-- Start Items --
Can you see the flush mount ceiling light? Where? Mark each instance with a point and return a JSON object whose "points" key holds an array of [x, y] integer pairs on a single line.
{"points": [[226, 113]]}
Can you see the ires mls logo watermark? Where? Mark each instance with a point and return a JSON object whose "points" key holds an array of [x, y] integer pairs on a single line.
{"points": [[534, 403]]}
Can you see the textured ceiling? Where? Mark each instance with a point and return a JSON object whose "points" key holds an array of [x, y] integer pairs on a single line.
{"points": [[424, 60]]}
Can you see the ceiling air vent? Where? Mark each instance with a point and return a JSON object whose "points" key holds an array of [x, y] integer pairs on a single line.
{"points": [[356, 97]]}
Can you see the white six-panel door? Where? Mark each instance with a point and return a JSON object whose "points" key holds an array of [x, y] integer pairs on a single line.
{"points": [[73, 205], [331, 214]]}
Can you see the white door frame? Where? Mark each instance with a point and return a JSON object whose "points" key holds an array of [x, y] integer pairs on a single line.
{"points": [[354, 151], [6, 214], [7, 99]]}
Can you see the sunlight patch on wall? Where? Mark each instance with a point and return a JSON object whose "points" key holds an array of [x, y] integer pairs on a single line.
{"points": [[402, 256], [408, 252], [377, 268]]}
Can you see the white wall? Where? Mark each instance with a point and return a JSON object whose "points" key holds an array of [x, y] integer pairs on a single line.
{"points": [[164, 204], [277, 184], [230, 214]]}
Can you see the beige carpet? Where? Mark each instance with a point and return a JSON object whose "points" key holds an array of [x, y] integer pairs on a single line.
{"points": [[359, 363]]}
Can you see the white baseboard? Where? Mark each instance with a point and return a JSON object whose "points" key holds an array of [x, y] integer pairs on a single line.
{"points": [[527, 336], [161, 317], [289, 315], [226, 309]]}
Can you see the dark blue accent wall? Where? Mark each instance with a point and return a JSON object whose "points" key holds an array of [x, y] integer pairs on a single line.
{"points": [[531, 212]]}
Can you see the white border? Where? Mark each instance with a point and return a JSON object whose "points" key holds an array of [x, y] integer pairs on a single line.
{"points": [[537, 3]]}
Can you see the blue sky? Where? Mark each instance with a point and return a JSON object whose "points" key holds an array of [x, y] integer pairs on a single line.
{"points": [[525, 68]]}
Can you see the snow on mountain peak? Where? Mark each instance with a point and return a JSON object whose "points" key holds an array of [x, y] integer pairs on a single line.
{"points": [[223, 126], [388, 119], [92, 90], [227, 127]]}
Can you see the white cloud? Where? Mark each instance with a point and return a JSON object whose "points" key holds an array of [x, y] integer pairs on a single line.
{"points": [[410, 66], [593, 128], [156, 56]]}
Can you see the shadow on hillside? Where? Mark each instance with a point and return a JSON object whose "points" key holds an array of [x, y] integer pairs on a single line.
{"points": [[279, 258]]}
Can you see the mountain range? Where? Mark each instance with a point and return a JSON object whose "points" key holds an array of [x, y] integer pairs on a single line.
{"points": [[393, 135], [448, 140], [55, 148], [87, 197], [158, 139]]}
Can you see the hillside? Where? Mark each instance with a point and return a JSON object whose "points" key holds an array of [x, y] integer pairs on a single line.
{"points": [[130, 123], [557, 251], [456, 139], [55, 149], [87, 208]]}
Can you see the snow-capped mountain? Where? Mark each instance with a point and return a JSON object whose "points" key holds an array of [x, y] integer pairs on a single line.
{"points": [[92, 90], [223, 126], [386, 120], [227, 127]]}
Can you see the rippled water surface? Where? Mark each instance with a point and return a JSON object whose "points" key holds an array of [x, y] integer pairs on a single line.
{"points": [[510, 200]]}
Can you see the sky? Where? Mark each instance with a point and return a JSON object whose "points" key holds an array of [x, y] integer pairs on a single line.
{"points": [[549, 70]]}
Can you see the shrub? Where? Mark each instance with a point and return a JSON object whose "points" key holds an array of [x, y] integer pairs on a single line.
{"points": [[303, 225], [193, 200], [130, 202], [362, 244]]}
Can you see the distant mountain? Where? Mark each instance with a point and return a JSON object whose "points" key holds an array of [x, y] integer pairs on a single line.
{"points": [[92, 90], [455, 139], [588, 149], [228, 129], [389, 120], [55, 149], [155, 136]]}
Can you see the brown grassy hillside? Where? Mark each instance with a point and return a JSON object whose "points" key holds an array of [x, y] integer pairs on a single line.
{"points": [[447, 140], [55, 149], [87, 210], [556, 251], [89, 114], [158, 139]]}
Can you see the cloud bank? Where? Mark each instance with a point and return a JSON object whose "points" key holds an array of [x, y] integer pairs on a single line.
-- End Items --
- Instructions for the task: All of the lines above must be returned exactly.

- Output:
Can you see the flush mount ceiling light? Where? Mark each instance with a point and return a JSON object whose "points" key holds an array of [x, y] integer pairs on a single line.
{"points": [[226, 113]]}
Can you see the ires mls logo watermark? Where? Mark each instance with a point and return a JSON object whose "points" key holds an array of [x, y] integer pairs on a single line.
{"points": [[534, 403]]}
Can you see the textured ceiling? Where? Mark each instance with a point and return a JSON object whose "points" key holds an array of [x, y] integer pairs on a single line.
{"points": [[424, 60]]}
Can you see the ceiling air vent? Where? Mark each instance with a point and return a JSON object whose "points" key holds an array of [x, y] integer pairs on a single line.
{"points": [[356, 97]]}
Can you see the white six-panel door? Where? Mark each instance with a point and return a JSON object whose "points" key holds an array of [x, y] integer pairs on a single line.
{"points": [[73, 205], [331, 214]]}
Can you see the white door frame? Where? Mark each instance with a point and return a JSON object whose "points" key holds an array of [x, y] integer pairs on a single line.
{"points": [[354, 151], [6, 214], [7, 99]]}
Can you see the sunlight patch on wall? Where? Mark each instance with a point and return a JSON object whose "points" key holds an array of [x, y] integer pairs on a single line.
{"points": [[402, 256], [408, 252], [377, 268]]}
Can you see the white wall? Where? Mark each instance with a point and return a JSON object whose "points" key holds an array of [x, y] integer pairs on a single line.
{"points": [[164, 204], [277, 184], [230, 214]]}
Can you see the beige carpet? Where? Mark each instance with a point and return a JSON object whose "points" key holds an array of [x, y] integer pairs on a single line.
{"points": [[359, 363]]}
Can you see the white baseboard? Where? Mark each instance with a point and return a JSON object whose "points" key holds an array of [x, y] integer pairs on a single line.
{"points": [[527, 336], [161, 317], [289, 315], [226, 309]]}
Can you see the dark blue accent wall? Where? Mark each instance with a point and return a JSON object whose "points" key holds an array of [x, y] integer pairs on a single line.
{"points": [[531, 212]]}
Can you see the white border? Where? Mark each instance with a point and return a JSON object whose "points" key holds an array of [x, y] integer pairs on a single line.
{"points": [[537, 3]]}
Can you see the blue sky? Where? Mark each instance with a point and return a JSON object whose "points" key holds an array of [x, y] integer pairs on a single line.
{"points": [[525, 68]]}
Can you see the snow on mountain peak? Where? Mark each instance with a point and return a JSON object whose "points" key holds an array of [x, y] integer pairs on a single line.
{"points": [[223, 126], [388, 119], [92, 90], [227, 127]]}
Can you see the white cloud? Where? Mark each instance with a point and return a JSON object whose "points" key holds an array of [x, y] integer pairs on a single line.
{"points": [[410, 66], [593, 128], [156, 56]]}
Can you see the shadow on hillside? Where? Mark each instance with a point and return a JSON object whose "points" key holds an array of [x, y] integer pairs on a single line.
{"points": [[279, 258]]}
Can you see the mountain range? Where? Mark each instance with a point and return a JSON object whose "points" key holds an array of [x, y] integer pairs on a single line.
{"points": [[393, 135], [448, 140], [55, 148], [87, 197], [158, 139]]}
Can you see the hillside? Where? Mark each instance with a point and return a JSON object whose "points" key holds an array of [x, y] integer pairs on a single line.
{"points": [[130, 123], [557, 251], [456, 139], [55, 149], [87, 208]]}
Can you see the snow-capped mountain? Where? Mark each instance with a point and return a JSON object whose "points" key holds an array of [x, y] integer pairs on a single line.
{"points": [[92, 90], [223, 126], [386, 120], [227, 127]]}
Can you see the rippled water surface? Where? Mark each instance with a point and return a JSON object whose "points" key holds an array of [x, y] integer pairs on a single line.
{"points": [[510, 200]]}
Can you see the sky? Where? Mark each instance with a point and return a JSON object whose "points" key holds an array of [x, y] integer pairs on a single line.
{"points": [[549, 70]]}
Can you see the shrub? Where? Mark each instance with a point and return a JSON object whose "points" key holds an array of [x, y] integer pairs on a single line.
{"points": [[303, 225], [193, 200], [130, 202], [362, 244]]}
Can you see the distant mountain? Where? Mark each instance with a point and return a JSON object whose "points" key holds an array of [x, y] integer pairs on a single line.
{"points": [[92, 90], [455, 139], [588, 149], [228, 129], [389, 120], [55, 149], [155, 136]]}
Can you see the brown grassy hillside? Where? Mark each instance with a point and return a JSON object whose "points" key holds an array of [x, y] integer pairs on a single line.
{"points": [[447, 140], [55, 149], [87, 210], [556, 251], [89, 114], [158, 139]]}
Can you see the cloud bank? Where? Mark each instance with a point and return a JSON object whose "points" key holds an array of [x, y] integer pairs on a single line.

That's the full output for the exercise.